- [WORK TO COMPLETE]: Below are some records; work out how many of their lines contain "cabinet" and give the number only.
START INPUT
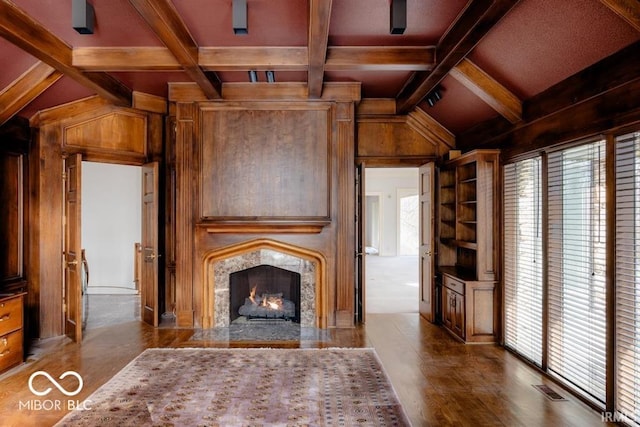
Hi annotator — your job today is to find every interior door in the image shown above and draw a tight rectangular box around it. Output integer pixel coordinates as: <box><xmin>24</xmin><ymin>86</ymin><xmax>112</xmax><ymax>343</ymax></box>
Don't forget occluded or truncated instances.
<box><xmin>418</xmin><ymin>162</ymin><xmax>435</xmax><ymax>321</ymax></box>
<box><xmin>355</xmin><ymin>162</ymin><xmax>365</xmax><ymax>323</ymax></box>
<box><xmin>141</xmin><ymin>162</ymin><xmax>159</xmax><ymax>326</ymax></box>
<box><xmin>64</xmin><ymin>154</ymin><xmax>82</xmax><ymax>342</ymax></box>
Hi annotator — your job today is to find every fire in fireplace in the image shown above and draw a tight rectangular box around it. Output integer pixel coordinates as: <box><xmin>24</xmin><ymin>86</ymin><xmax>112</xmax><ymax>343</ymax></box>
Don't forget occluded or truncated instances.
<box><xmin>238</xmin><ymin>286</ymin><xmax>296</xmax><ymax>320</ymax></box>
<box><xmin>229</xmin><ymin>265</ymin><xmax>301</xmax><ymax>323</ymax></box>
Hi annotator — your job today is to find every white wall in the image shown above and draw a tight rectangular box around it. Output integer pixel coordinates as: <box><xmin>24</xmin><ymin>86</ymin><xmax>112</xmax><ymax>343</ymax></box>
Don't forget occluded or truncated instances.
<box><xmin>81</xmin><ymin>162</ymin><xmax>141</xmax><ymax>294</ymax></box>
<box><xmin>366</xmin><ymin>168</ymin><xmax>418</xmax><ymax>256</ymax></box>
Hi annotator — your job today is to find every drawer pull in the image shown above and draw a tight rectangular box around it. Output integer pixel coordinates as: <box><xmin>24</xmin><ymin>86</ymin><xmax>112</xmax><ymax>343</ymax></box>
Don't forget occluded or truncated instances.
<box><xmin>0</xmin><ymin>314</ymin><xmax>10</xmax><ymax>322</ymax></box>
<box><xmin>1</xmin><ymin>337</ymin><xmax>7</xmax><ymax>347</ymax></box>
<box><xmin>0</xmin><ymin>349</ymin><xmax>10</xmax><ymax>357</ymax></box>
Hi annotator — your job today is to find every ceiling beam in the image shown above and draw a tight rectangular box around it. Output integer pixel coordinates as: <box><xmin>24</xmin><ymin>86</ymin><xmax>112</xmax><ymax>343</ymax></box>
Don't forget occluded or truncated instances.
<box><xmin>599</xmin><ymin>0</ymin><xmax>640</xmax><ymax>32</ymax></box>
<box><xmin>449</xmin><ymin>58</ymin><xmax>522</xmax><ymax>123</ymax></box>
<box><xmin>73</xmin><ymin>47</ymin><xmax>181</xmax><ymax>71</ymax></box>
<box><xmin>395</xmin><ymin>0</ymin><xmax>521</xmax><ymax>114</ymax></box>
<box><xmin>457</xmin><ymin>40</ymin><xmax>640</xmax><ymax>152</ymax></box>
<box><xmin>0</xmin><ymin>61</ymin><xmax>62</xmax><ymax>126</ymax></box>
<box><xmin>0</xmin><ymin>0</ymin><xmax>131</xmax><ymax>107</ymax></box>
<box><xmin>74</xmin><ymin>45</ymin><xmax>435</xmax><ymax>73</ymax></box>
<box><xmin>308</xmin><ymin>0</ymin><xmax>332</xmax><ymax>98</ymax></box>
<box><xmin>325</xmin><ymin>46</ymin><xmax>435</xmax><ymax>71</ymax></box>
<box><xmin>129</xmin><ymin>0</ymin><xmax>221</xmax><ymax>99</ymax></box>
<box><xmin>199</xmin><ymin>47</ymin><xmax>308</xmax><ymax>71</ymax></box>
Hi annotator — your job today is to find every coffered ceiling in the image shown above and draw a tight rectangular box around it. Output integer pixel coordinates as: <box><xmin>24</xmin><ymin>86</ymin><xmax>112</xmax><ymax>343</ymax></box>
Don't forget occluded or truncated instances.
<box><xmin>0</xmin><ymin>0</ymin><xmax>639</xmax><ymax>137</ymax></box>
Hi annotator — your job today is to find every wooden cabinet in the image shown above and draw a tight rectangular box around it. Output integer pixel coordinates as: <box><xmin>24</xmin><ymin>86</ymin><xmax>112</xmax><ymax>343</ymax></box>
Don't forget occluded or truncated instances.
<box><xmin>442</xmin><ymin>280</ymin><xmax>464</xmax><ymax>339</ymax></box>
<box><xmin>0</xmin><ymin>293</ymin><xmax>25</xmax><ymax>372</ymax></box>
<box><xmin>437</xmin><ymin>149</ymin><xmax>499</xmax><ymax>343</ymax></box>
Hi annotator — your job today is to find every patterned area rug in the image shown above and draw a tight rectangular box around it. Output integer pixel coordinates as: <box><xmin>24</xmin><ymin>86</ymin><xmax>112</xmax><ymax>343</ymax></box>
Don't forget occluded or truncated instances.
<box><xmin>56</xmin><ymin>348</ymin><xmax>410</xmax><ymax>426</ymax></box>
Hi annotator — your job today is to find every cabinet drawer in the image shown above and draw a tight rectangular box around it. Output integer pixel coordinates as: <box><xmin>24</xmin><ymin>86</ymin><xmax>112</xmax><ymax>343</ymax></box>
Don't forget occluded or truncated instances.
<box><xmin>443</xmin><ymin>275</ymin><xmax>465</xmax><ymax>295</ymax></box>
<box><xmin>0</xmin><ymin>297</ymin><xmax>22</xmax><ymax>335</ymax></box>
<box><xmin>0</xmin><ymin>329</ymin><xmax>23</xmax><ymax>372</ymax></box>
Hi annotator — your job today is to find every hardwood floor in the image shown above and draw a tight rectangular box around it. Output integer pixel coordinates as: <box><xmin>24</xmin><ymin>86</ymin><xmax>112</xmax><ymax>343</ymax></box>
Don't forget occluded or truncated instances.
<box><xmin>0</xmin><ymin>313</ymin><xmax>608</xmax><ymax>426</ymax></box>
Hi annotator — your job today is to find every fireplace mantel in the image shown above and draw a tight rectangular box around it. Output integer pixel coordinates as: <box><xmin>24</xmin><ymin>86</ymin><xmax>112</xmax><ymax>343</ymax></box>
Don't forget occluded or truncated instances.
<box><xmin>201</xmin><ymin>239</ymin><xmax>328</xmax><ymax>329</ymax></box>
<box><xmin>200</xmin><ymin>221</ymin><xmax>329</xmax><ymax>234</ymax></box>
END INPUT
- [THE COMPLETED TASK]: 2